» **EXTRAHIERTER TEXT**
==================================================

In diesen Fällen ist der zuständige MSD für den vermuteten Förderschwerpunkt in die Beratung einzubeziehen.
Um den Förderbedarf in den einzelnen Sprachebenen differenziert aufzuzeigen, kann das nachfolgende Dokument als Anlage an die Ergebnisse der Beratung des MSD (Formblatt B2) beigefügt werden.
Für eine bessere Planung und zielgerichtete Durchführung des Beratungsprozesses kann der MSD bereits im Vorfeld an pädagogische Fachkräfte (Kindertageseinrichtung) oder Lehrkräfte (Stammschule) einen Vorabfragbogen versenden. Der Bogen umfasst Fragen zum Lern- und Entwicklungsstand bzw. zur aktuellen Situation der Schulanfängerin oder des Schulanfängers bzw. der Schülerin oder des Schülers.
- Vorabfragebogen Schulanfängerin/Schulanfänger (*.docx, 0,88 MB)
- Vorabfragebogen Schülerin/Schüler (*.docx, 0,89 MB)
Bei Kindern mit erheblichen sprachlichen Auffälligkeiten/einer Sprachentwicklungsstörung in der Schuleingangsphase ist frühzeitig eine Beratung durch den MSD zu initiieren, um Anregung für eine gezielte Sprachförderung zu geben.
Die Empfehlungen der Schulaufnahmeuntersuchung können ggf. bereits Hinweise liefern, ob sonderpädagogischer Förderbedarf im Förderschwerpunkt Sprache zu vermuten ist. Liegen zum Zeitpunkt der Beratung noch keine Befunde vor, können
- Ergebnisse der U9 und
- die Dokumentationen einer Frühförderung
wichtige Informationen für die meldende Schule und den MSD liefern.
Eine Verkürzung der Beratung (Empfehlung auf Aktenlage in Verantwortung des MSD) unter Einbeziehung der Eltern und/oder der meldenden Schule ist im Einzelfall zu befürworten, wenn
- eine stationäre Behandlung von Sprach- und Kommunikationsstörungen bei Kindern und Jugendlichen nicht länger als ein halbes Jahr zurückliegt und/oder
- eine medizinische oder psychologische Diagnose vorliegt:
- selektiver Mutismus,
- verbale Entwicklungsdyspraxie,
- Stottern.

==================================================

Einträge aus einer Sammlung
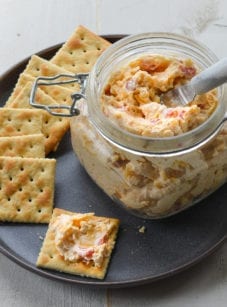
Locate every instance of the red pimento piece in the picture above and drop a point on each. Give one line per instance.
(189, 72)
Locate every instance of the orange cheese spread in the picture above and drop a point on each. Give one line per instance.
(131, 97)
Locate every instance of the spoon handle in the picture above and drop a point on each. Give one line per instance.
(210, 78)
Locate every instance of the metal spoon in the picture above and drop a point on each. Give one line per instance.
(205, 81)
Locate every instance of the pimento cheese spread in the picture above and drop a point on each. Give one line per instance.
(131, 97)
(79, 237)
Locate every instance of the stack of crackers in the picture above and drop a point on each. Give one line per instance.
(28, 135)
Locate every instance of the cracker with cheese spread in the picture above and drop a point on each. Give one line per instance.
(79, 244)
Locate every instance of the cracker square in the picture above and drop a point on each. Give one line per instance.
(26, 189)
(53, 127)
(21, 82)
(15, 122)
(38, 66)
(28, 146)
(80, 51)
(51, 257)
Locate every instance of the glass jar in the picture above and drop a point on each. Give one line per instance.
(150, 177)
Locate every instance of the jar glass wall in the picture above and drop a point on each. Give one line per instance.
(145, 175)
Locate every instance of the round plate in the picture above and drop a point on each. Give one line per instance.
(165, 248)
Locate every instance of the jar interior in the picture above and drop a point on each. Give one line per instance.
(128, 49)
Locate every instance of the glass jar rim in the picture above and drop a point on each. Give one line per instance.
(149, 146)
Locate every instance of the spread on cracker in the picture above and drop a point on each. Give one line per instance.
(79, 243)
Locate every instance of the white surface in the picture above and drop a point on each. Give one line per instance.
(27, 26)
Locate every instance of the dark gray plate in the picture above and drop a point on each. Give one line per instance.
(167, 247)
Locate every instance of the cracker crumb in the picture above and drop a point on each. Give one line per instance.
(142, 229)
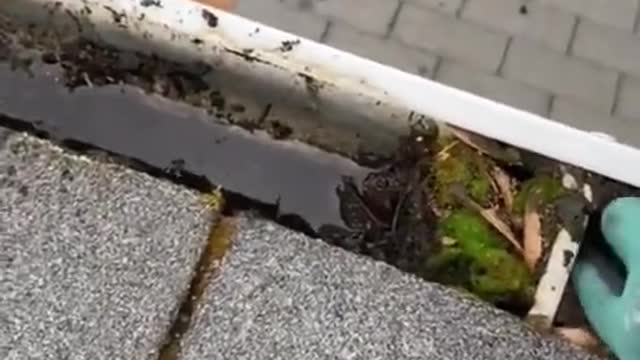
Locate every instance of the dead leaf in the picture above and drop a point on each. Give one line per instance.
(490, 215)
(485, 146)
(503, 183)
(532, 234)
(580, 337)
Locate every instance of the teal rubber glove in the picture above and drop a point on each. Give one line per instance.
(611, 297)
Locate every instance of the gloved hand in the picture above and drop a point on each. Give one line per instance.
(612, 301)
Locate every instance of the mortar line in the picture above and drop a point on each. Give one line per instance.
(572, 37)
(325, 32)
(436, 67)
(550, 102)
(458, 13)
(636, 23)
(394, 20)
(503, 58)
(616, 94)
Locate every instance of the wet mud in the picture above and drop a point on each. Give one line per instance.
(178, 137)
(166, 117)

==================================================

» **ARBEITSAUFTRAG 1**
Welche Unterlagen können laut dem Text zur MSD-Beratung der meldenden Schule und dem MSD wichtige Informationen liefern, wenn zum Zeitpunkt der Beratung noch keine Befunde vorliegen?
» **ARBEITSAUFTRAG 2**
Setzen Sie den Text zur MSD-Beratung im Anschluss an den Listenpunkt „Stottern.“ fort.

» **ANTWORTFELD 1**
Die Ergebnisse der U9 und die Dokumentationen einer Frühförderung.

» **ANTWORTFELD 2**
Betrachtet man den Schriftspracherwerb als Teil der allgemeinen Sprachentwicklung eines Kindes, sollte im Anfangsunterricht der Grundschule ein besonderes Augenmerk auf Schülerinnen und Schüler gerichtet werden, die im Vorschulalter bereits Auffälligkeiten beim Erwerb der Lautsprache zeigten. Die für den regelgerechten Sprachgebrauch notwendigen Wahrnehmungs- und Differenzierungsprozesse werden auch als Vorläuferfähigkeiten für den Schriftspracherwerb benötigt. Hierbei wird neben den Fähigkeiten zur auditiven Verarbeitung und Merkfähigkeit vor allem der Ausprägungsgrad der phonologischen Bewusstheit für den Lernerfolg wichtig. Dieser befähigt Kinder, verschiedene Laute zu unterscheiden und deren Lautfolge innerhalb eines Wortes zu analysieren. Beim Lesen und Schreiben werden die Laute dann mit Buchstaben in Verbindung gebracht und die Schriftsprache entwickelt sich.
Analog zur logopädischen Therapie beim Erlernen der Lautsprache benötigen die betroffenen Schülerinnen und Schüler in der Schuleingangsphase einen geeigneten Lehrgang für den individuellen Schriftspracherwerb, da sie meist nicht ohne Unterstützung in der Lage sind, Laute zu differenzieren und die entsprechenden Buchstaben zuzuordnen.
Sollten bei einem Kind Lernerfolge im Schriftspracherwerb ausbleiben, so ist schnellstmöglich zu überprüfen, ob der verwendete Lese- und Schreiblehrgang unter Umständen für dieses Kind zusätzliche Lernbarrieren schafft. Im Falle einer vermuteten Lese-Rechtschreib-Schwäche wird auf die entsprechenden Regelungen verwiesen .
Das abschließende Gespräch zu den Ergebnissen der Beratung (Formblatt B2) sollte im Einzelfall unter Beteiligung des MSD stattfinden. Die Empfehlungen des MSD können gegenüber den Eltern und der meldenden Schule begründet und Erklärungszusammenhänge, beispielsweise Zusammenhänge zwischen den Unterrichtsbeobachtungen und möglichen Anhaltspunkten für individuelle Unterstützungsbedarfe und Hinweise zur weiteren Förderung, fachlich korrekt übermittelt werden.